* TASKS *
a) Reproduce the part of the post on Mary Scruggs's talk starting at "Separate creation work" and ending at "was absolutely infectious.)".
b) In the post on Mary Scruggs's talk, what position does she currently hold?

* EXTRACTED TEXT *
-=-=-=-=-

Friday, October 29, 2010

Mary Scruggs on Humor at OCWW

The Off-Campus Writers' Workshop hosted comedienne and writer Mary Scruggs yesterday. Mary is currently the head of Writing and Education Programs for The Second City Training Center in Chicago. Her work has been produced in Chicago at Live Bait, the Annoyance Theater and the Circuit Court of Cook County, as well as at the New York Fringe Fest, the LA Women's Theater Festival and LA's Sherry Theater.

Some of Mary's tips:

Separate creation work from revision mode. Improvisers can't second guess themselves. Let the first draft be a mess, a discovery. If it's different than you expected, follow that path.

(At the front of the room, Mary beautifully personified these ideas and the old improvisation adage to "never say no" - every audience suggestion and question was greeted by her with delight. Her glee was absolutely infectious.)

-=-=-=-=-

* DATA *
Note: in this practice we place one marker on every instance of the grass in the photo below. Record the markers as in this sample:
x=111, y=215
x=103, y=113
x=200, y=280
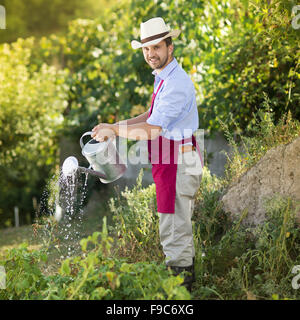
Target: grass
x=93, y=213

-=-=-=-=-

* ANSWER SET *
a)
Separate creation work from revision mode. Improvisers can't second guess themselves. Let the first draft be a mess, a discovery. If it's different than you expected, follow that path.

(At the front of the room, Mary beautifully personified these ideas and the old improvisation adage to "never say no" - every audience suggestion and question was greeted by her with delight. Her glee was absolutely infectious.)

b) She is the head of Writing and Education Programs for The Second City Training Center in Chicago.